Exercise> Exactly the lines from the one containing "blue water, dropping a point on every instance." through the final line of the listing are to be retyped, and nothing more.

Records for the exercise>
◆ ◆ ◆ ◆ ◆ ◆ ◆

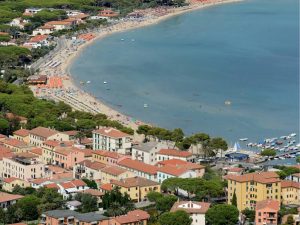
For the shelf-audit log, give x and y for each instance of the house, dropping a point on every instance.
(266, 212)
(88, 169)
(166, 154)
(107, 157)
(38, 41)
(7, 200)
(111, 139)
(22, 135)
(66, 217)
(41, 134)
(136, 187)
(114, 173)
(146, 152)
(43, 30)
(10, 183)
(290, 192)
(24, 166)
(139, 168)
(253, 187)
(196, 210)
(137, 216)
(16, 145)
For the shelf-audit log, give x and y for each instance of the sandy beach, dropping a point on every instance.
(63, 88)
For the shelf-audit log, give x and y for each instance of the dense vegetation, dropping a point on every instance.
(20, 101)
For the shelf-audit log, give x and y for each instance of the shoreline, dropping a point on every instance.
(72, 93)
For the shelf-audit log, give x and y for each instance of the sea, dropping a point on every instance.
(229, 70)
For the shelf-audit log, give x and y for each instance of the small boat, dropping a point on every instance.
(243, 139)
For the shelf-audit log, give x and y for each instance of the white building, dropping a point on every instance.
(113, 140)
(146, 152)
(196, 210)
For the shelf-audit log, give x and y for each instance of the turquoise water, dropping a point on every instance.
(186, 67)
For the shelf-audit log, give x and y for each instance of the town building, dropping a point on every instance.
(136, 187)
(253, 187)
(146, 152)
(114, 173)
(290, 192)
(266, 212)
(166, 154)
(135, 217)
(140, 169)
(196, 210)
(113, 140)
(67, 217)
(88, 169)
(7, 200)
(23, 166)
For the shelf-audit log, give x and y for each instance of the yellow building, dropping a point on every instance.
(136, 187)
(253, 187)
(10, 183)
(290, 192)
(114, 173)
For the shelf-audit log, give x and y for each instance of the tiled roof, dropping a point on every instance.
(139, 166)
(260, 177)
(289, 183)
(111, 132)
(269, 203)
(113, 170)
(134, 182)
(38, 38)
(5, 197)
(43, 132)
(92, 164)
(192, 207)
(174, 152)
(22, 132)
(133, 217)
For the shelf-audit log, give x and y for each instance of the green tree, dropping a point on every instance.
(175, 218)
(165, 203)
(222, 214)
(268, 152)
(234, 199)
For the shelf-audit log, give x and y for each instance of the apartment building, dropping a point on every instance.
(136, 187)
(166, 154)
(113, 140)
(140, 169)
(24, 166)
(266, 212)
(253, 187)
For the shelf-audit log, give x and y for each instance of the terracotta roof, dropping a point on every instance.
(132, 217)
(15, 143)
(113, 170)
(111, 132)
(134, 182)
(260, 177)
(10, 179)
(139, 166)
(192, 207)
(43, 132)
(289, 183)
(92, 164)
(106, 187)
(22, 132)
(172, 170)
(174, 152)
(269, 203)
(5, 197)
(36, 151)
(38, 38)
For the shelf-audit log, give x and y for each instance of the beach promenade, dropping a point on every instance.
(60, 86)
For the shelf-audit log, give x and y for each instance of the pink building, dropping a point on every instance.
(266, 212)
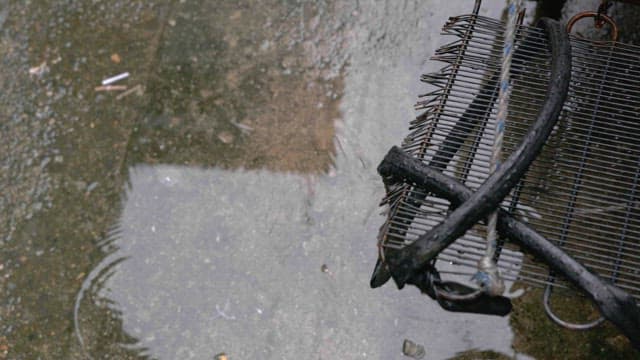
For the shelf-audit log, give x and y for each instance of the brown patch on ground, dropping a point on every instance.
(263, 93)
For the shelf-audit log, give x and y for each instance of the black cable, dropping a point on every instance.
(404, 262)
(616, 305)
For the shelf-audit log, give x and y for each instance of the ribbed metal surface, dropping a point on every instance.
(582, 192)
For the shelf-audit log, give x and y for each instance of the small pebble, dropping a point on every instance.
(412, 350)
(226, 137)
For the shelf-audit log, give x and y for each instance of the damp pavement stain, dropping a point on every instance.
(228, 202)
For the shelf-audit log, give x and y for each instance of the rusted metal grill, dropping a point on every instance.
(582, 190)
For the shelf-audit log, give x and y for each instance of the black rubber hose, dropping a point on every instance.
(616, 305)
(404, 262)
(474, 115)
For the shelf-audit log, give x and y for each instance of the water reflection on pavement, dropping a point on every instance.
(230, 205)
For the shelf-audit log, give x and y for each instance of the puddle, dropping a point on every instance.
(229, 204)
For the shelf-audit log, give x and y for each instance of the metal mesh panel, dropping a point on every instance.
(582, 191)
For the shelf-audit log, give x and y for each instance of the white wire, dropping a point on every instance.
(488, 273)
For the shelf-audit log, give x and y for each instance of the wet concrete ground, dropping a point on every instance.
(229, 203)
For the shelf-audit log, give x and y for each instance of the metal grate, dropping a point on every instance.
(581, 192)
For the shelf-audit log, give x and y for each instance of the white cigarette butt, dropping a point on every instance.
(113, 79)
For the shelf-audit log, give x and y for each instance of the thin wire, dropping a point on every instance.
(488, 274)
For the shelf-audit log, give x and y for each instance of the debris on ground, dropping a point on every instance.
(412, 350)
(221, 356)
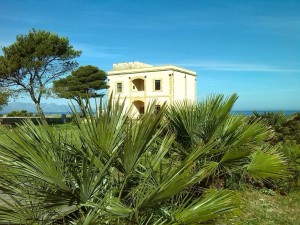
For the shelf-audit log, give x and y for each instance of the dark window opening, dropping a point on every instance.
(157, 85)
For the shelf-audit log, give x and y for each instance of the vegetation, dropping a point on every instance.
(175, 166)
(3, 98)
(35, 60)
(81, 85)
(22, 113)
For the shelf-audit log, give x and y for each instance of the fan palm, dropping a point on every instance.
(238, 142)
(111, 169)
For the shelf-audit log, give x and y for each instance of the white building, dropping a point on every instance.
(141, 83)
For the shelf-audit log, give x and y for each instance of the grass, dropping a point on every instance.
(265, 209)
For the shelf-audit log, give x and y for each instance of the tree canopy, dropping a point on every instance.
(81, 85)
(35, 60)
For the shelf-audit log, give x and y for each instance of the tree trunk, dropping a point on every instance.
(40, 112)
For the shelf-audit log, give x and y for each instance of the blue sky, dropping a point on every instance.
(251, 48)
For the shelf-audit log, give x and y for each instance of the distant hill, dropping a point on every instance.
(30, 107)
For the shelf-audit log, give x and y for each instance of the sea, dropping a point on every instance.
(239, 112)
(249, 113)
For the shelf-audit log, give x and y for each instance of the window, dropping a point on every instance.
(157, 85)
(119, 87)
(157, 108)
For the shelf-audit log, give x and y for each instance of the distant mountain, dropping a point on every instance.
(30, 107)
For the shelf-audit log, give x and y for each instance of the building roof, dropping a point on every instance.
(138, 67)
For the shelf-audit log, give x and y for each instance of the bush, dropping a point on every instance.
(22, 113)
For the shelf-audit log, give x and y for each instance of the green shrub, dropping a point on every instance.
(22, 113)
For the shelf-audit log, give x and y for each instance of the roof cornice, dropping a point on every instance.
(151, 69)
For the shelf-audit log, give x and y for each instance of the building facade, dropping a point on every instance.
(140, 84)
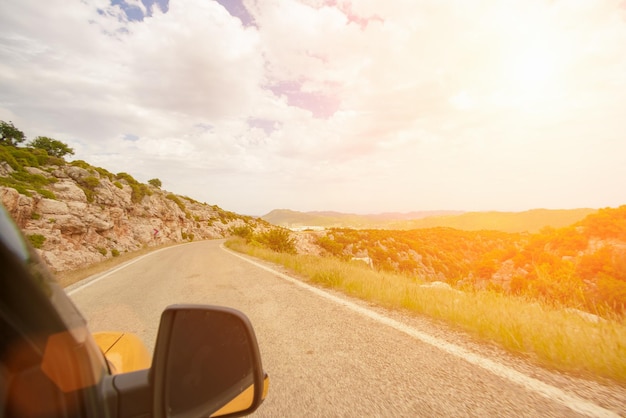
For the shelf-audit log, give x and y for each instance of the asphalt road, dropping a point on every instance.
(330, 356)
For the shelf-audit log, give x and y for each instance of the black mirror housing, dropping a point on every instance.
(206, 363)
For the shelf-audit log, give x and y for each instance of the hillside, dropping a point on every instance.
(527, 221)
(581, 266)
(294, 219)
(76, 214)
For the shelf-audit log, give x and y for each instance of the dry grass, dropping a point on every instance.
(551, 336)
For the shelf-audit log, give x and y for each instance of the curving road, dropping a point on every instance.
(330, 356)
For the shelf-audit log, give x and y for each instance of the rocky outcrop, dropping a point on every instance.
(93, 217)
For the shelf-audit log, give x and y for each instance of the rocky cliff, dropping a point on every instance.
(83, 215)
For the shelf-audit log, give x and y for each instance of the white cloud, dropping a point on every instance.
(363, 106)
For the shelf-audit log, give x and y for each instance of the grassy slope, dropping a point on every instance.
(549, 336)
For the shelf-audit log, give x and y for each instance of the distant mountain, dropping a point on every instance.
(328, 219)
(527, 221)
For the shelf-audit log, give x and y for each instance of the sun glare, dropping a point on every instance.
(533, 59)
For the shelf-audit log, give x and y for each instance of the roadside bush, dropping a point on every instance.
(279, 240)
(244, 232)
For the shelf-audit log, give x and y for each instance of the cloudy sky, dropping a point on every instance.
(358, 106)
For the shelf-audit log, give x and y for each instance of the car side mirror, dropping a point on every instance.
(206, 363)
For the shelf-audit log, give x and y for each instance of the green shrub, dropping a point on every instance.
(105, 173)
(36, 240)
(139, 191)
(125, 176)
(81, 164)
(244, 232)
(6, 154)
(155, 182)
(279, 240)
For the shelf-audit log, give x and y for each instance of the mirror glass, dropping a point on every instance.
(209, 364)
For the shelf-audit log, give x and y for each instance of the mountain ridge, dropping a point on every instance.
(532, 220)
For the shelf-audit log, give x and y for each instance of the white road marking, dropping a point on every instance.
(568, 400)
(88, 281)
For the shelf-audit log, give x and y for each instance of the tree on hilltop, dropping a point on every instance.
(10, 135)
(53, 147)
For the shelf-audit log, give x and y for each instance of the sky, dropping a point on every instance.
(357, 106)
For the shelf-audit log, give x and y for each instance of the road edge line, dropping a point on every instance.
(573, 402)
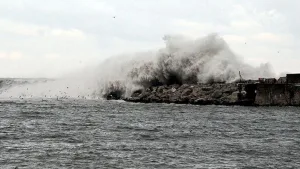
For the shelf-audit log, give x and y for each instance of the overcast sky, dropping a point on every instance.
(50, 38)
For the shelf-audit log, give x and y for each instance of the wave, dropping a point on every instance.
(202, 60)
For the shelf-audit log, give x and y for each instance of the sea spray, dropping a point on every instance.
(203, 60)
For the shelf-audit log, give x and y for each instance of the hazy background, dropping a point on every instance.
(51, 38)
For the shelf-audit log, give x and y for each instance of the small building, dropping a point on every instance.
(293, 78)
(270, 81)
(281, 80)
(261, 80)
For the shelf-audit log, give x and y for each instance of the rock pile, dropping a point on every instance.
(202, 94)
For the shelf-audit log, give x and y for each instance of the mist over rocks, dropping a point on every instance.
(182, 61)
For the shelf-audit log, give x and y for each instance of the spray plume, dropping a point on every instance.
(203, 60)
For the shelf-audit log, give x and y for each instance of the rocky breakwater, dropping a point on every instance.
(201, 94)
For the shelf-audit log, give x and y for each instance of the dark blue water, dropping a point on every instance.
(97, 134)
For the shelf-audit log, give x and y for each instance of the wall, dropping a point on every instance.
(277, 94)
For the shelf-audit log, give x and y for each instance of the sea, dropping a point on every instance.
(82, 133)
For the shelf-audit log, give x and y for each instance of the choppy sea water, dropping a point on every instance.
(103, 134)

◆ ◆ ◆ ◆ ◆ ◆ ◆

Result>
For the shelf-audit log, give x and y for each instance of the dark blue water, dropping a point on every instance.
(97, 134)
For the shelf-audit log, give x and y for each instance of the wall, dropping a point on every instance.
(277, 94)
For the shelf-audit log, give x and y for each instance of the sea, dropping a point on every instance.
(82, 133)
For the shelf-audit log, give x and y for each instance of the choppy sea water, dropping a point on every instance.
(103, 134)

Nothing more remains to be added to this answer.